**Your objective**
In the entries that follow, locate the line with "In this photo, where can the car windshield", then restate that line and all later lines exactly as they appear, leaving pictures out.

**Data for this exercise**

----------

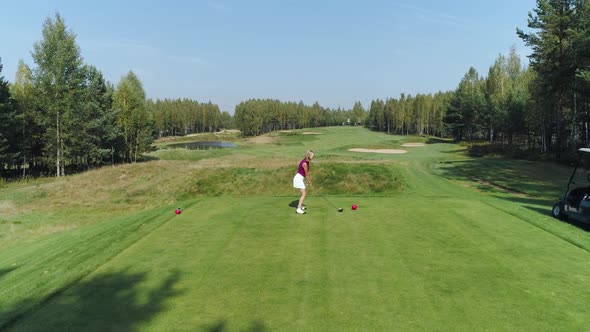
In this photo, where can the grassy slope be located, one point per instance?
(445, 252)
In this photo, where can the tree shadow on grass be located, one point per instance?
(107, 302)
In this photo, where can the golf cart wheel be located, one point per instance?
(557, 211)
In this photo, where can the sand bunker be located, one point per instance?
(413, 144)
(390, 151)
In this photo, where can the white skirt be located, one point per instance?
(298, 181)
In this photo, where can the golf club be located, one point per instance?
(322, 196)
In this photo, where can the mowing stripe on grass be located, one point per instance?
(47, 268)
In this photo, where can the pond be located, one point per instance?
(202, 145)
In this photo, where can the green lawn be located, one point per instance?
(448, 243)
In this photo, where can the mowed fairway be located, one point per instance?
(439, 242)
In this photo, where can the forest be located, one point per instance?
(60, 115)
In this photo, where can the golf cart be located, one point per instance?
(575, 204)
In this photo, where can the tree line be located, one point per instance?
(259, 116)
(63, 116)
(544, 107)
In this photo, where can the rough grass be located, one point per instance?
(436, 244)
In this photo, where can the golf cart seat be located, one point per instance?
(575, 196)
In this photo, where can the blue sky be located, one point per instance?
(226, 51)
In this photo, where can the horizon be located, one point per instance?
(226, 52)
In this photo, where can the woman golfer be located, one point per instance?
(300, 178)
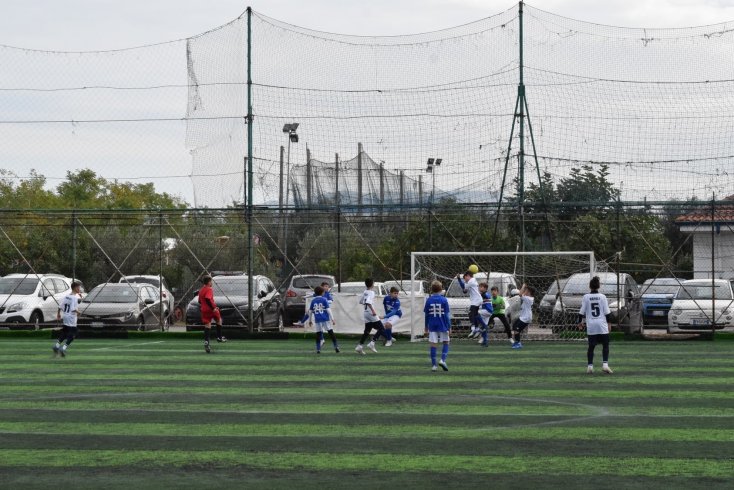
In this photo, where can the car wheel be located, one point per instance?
(36, 320)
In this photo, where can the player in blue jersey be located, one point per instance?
(437, 324)
(320, 315)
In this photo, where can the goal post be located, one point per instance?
(548, 273)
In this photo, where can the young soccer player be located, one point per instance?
(371, 320)
(69, 312)
(498, 304)
(485, 313)
(470, 285)
(437, 324)
(320, 313)
(209, 312)
(526, 314)
(594, 313)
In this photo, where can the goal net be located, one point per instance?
(555, 308)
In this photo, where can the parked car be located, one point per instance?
(295, 295)
(115, 305)
(459, 301)
(405, 286)
(29, 300)
(621, 291)
(231, 296)
(657, 296)
(548, 301)
(699, 304)
(358, 288)
(160, 283)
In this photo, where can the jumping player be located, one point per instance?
(69, 311)
(209, 312)
(594, 313)
(437, 324)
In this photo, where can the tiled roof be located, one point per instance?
(722, 213)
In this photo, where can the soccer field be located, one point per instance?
(160, 413)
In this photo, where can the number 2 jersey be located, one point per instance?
(595, 308)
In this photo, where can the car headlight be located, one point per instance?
(16, 307)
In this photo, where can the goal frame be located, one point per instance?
(413, 300)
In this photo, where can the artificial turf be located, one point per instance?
(272, 414)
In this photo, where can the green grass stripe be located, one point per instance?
(592, 466)
(437, 431)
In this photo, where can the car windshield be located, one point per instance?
(310, 282)
(703, 291)
(113, 293)
(142, 280)
(226, 287)
(502, 283)
(18, 285)
(580, 285)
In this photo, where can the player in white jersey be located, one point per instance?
(371, 320)
(68, 312)
(594, 314)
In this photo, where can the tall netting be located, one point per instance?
(555, 309)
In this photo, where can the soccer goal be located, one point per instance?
(559, 279)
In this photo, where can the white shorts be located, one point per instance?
(322, 327)
(392, 320)
(436, 337)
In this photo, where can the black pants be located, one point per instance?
(368, 327)
(603, 339)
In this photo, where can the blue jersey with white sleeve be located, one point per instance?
(320, 309)
(437, 313)
(392, 307)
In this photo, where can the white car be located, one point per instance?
(30, 299)
(694, 306)
(459, 300)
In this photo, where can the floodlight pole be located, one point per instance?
(248, 205)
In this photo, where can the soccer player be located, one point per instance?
(69, 311)
(393, 313)
(371, 320)
(498, 304)
(526, 314)
(320, 314)
(594, 313)
(470, 285)
(437, 324)
(485, 313)
(209, 312)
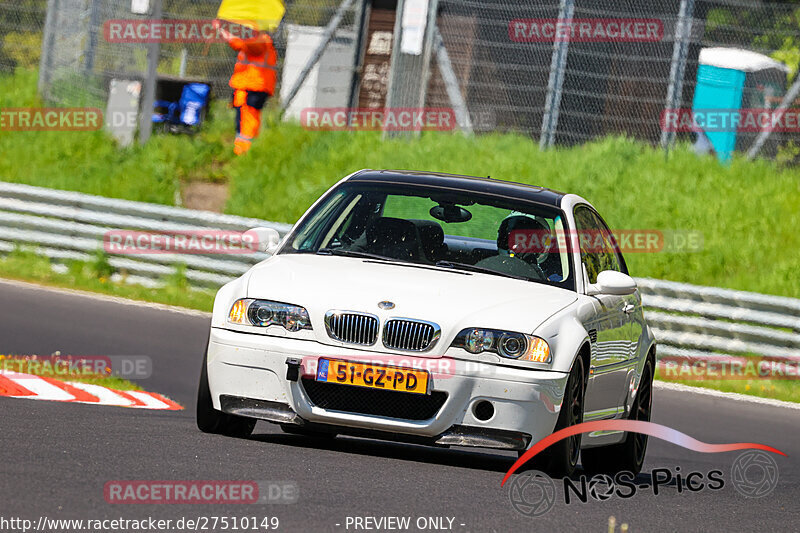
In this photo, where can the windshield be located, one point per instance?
(438, 227)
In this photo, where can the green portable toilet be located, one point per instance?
(732, 79)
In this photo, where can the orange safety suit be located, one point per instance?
(253, 81)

----------

**Response below**
In this photo, where can the car windshield be located, one point per instance?
(310, 282)
(703, 291)
(113, 293)
(142, 280)
(226, 287)
(502, 283)
(18, 285)
(580, 285)
In this photo, where can the player in white jersey be located, one point per instance?
(371, 320)
(68, 312)
(594, 314)
In this photo, where can the tall netting be located, one point per instance?
(555, 309)
In this photo, where can the soccer goal be located, one point per instance?
(559, 279)
In this photo, where can the white shorts be located, one point per instance?
(322, 327)
(392, 320)
(436, 337)
In this photo, where can the black pants be located, one point per instance?
(368, 327)
(603, 339)
In this photo, where can the blue jersey with white sleeve be located, one point per instance?
(320, 309)
(437, 313)
(392, 307)
In this photo, where can the white car be located, one point per instance?
(30, 299)
(694, 306)
(459, 300)
In this photo, where can the floodlight pole be located, one point per instance?
(248, 205)
In this photo, where can the soccer player be located, one point per instance?
(69, 311)
(393, 313)
(371, 320)
(498, 304)
(526, 314)
(320, 314)
(594, 313)
(470, 285)
(437, 324)
(485, 313)
(209, 312)
In this photo, where can the windshield be located, one point per instance?
(438, 227)
In this photo, where can the green portable toilet be located, one point per instance?
(732, 79)
In this photo, where can the orange safety suit be located, one point per instance?
(253, 81)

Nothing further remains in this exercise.